— start Recorded data —

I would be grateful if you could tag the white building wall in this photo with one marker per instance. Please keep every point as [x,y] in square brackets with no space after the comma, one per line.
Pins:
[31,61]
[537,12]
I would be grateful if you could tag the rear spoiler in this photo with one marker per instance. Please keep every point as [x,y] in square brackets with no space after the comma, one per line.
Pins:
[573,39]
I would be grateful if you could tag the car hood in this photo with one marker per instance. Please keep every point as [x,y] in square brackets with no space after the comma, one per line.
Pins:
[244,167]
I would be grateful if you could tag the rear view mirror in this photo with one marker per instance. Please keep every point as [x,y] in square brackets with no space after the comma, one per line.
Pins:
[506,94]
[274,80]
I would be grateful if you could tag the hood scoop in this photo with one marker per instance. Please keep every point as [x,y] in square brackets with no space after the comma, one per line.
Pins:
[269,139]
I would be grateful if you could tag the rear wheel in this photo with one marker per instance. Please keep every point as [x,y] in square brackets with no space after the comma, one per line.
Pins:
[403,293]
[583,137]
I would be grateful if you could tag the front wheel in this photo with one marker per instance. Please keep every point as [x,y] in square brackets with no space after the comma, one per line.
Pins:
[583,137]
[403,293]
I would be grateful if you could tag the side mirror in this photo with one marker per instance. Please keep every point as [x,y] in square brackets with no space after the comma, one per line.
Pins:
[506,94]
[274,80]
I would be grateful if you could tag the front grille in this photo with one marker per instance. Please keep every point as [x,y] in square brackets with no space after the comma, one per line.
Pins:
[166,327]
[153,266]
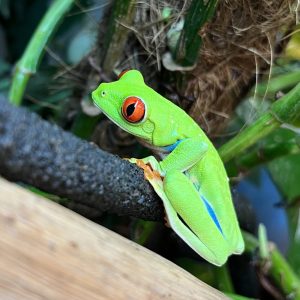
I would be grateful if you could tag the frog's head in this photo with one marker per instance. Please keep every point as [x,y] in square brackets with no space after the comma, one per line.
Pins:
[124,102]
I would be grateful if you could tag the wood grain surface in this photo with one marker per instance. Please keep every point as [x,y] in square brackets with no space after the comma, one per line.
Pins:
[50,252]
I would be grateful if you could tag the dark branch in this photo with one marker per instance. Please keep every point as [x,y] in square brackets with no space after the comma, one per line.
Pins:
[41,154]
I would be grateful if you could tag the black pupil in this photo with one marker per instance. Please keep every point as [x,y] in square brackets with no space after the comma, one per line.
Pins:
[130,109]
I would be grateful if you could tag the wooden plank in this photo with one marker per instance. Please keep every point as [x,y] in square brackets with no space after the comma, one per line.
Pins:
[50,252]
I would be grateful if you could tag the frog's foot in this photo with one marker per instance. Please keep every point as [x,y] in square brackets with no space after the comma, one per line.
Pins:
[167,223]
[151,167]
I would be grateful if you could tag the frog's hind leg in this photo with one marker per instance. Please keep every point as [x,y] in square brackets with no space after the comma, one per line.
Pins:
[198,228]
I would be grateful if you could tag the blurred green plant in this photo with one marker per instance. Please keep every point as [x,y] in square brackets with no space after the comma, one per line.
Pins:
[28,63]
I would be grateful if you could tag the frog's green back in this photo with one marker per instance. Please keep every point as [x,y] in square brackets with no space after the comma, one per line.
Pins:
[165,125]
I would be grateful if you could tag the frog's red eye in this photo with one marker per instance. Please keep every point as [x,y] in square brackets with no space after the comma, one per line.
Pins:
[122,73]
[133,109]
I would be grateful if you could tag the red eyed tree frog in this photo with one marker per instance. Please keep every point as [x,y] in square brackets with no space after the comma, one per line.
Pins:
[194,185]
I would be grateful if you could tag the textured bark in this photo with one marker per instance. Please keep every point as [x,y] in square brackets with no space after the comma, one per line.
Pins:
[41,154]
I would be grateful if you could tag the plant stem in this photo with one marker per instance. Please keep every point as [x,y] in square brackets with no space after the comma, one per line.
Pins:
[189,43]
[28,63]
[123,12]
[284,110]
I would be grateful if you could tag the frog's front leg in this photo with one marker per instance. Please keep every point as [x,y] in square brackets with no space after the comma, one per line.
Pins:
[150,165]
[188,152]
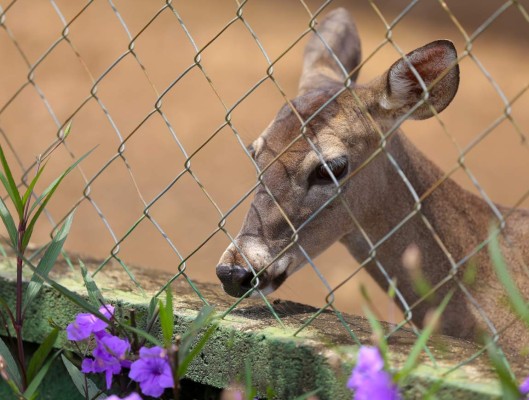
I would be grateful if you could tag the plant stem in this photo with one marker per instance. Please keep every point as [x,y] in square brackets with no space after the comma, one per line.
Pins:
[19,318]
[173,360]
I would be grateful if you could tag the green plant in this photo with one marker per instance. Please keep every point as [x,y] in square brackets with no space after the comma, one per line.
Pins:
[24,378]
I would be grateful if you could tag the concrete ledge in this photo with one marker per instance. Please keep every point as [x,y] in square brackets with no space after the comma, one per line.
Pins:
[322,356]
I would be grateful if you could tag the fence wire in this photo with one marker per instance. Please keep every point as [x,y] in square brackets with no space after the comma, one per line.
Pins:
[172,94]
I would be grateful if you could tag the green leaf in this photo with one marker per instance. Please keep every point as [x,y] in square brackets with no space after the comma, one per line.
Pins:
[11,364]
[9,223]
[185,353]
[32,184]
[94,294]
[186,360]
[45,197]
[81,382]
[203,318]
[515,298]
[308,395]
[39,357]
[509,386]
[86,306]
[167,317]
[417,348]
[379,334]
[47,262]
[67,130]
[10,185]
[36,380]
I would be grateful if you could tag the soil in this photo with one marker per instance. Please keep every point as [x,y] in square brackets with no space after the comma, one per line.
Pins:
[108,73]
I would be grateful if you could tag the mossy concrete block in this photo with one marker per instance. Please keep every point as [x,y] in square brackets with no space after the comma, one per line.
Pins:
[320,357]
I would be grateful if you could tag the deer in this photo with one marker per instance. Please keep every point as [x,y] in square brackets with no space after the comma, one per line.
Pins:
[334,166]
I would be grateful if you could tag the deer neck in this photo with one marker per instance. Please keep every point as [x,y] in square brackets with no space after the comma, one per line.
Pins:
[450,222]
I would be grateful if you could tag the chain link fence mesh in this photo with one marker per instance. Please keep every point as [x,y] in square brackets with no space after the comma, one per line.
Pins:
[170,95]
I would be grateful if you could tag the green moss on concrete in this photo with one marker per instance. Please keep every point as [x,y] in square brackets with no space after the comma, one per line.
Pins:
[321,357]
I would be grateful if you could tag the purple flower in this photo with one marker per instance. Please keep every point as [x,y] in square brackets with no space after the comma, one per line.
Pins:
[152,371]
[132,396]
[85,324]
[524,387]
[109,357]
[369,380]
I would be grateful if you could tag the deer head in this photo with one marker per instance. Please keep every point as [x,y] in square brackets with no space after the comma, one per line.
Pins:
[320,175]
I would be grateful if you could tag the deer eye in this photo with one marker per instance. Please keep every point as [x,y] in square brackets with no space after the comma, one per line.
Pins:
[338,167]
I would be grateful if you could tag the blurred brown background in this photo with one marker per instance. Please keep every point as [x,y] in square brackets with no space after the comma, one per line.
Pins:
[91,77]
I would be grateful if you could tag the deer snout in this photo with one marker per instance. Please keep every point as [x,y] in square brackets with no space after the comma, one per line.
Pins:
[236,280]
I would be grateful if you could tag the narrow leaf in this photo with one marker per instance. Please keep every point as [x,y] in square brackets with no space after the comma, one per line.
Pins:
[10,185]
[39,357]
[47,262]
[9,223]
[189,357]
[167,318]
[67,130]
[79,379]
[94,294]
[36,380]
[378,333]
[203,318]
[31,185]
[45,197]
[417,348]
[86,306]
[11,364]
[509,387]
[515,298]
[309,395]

— end Recorded data —
— start Recorded data —

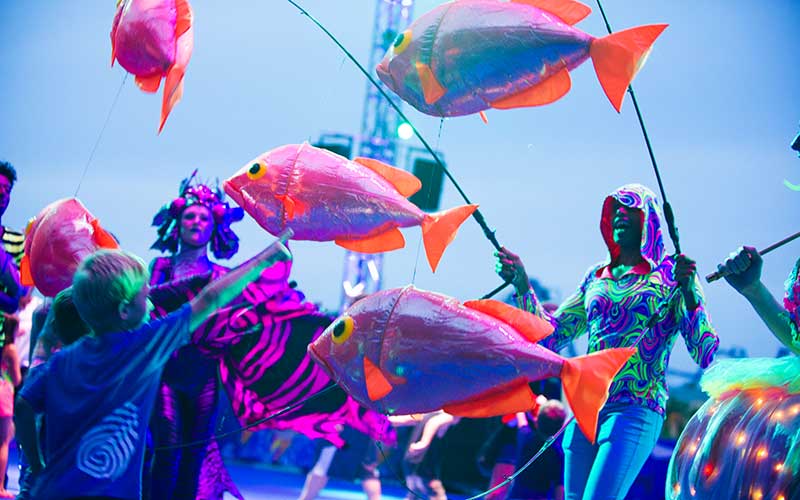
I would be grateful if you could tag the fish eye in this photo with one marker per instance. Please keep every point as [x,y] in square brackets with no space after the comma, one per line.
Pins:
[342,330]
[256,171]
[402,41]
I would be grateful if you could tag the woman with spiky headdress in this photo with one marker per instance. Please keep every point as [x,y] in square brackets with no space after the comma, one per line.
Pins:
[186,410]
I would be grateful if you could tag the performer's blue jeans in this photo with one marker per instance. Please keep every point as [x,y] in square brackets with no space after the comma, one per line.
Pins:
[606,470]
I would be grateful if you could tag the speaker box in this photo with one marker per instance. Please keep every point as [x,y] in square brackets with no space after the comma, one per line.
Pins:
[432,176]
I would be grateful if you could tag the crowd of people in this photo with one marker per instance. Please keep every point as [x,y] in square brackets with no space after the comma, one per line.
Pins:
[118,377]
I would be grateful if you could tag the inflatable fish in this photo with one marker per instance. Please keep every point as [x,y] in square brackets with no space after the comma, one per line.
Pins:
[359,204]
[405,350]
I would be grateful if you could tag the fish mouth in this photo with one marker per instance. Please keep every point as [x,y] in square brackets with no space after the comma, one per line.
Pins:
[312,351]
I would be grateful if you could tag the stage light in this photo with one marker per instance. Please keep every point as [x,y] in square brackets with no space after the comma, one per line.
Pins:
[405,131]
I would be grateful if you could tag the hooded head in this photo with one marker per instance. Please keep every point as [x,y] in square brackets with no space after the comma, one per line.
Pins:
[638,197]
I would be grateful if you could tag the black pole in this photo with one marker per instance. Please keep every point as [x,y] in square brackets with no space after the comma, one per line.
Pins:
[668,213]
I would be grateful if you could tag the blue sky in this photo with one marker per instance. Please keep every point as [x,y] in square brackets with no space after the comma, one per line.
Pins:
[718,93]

— end Recorded data —
— start Recorded data —

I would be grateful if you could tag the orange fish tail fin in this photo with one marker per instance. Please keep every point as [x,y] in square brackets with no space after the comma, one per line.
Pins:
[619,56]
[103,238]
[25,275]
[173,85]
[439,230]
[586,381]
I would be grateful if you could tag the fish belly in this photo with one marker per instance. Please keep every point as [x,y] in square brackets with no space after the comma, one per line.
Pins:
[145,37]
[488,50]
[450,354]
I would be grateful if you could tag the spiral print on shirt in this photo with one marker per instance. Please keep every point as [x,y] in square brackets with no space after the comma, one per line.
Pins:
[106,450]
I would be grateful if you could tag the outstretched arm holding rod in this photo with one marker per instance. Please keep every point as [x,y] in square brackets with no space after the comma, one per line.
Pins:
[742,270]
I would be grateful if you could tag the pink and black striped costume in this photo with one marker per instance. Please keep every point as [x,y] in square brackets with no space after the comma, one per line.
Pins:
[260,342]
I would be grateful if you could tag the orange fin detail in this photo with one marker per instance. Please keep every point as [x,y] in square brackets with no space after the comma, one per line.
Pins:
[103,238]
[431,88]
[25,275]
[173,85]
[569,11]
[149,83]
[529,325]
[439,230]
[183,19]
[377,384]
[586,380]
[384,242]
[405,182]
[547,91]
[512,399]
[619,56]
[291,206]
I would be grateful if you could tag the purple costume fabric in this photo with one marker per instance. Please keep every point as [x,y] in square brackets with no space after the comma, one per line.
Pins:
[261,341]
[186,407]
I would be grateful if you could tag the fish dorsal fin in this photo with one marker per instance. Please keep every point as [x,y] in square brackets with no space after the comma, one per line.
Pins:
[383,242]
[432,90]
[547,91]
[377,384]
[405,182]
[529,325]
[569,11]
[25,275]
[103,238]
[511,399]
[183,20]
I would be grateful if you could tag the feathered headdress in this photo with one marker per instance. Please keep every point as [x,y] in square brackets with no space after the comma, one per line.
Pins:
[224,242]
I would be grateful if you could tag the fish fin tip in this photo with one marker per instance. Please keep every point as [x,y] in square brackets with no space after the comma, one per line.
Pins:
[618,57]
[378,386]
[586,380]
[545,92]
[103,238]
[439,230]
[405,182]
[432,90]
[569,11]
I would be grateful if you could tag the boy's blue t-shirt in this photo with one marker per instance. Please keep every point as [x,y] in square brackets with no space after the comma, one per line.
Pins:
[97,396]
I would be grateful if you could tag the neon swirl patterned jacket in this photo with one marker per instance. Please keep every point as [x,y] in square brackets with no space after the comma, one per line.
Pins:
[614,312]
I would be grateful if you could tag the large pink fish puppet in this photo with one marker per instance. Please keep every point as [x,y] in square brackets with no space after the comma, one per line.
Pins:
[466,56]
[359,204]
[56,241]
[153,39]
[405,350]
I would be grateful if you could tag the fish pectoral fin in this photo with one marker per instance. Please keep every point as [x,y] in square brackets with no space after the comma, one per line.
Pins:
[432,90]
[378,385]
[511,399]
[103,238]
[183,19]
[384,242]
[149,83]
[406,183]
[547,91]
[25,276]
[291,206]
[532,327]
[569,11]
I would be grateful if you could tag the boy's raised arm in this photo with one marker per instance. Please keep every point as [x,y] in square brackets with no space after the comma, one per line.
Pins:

— end Recorded data —

### [Task brief]
Pick out every line in the three blocks above that contains the word "background", and copy each one in full. Case counts.

### [Worked solution]
I would be grateful if you could tag the blurred brown background in this photo with one marker per instance. Please keep every point as [x,y] in square brackets with no space after the comma, one per line.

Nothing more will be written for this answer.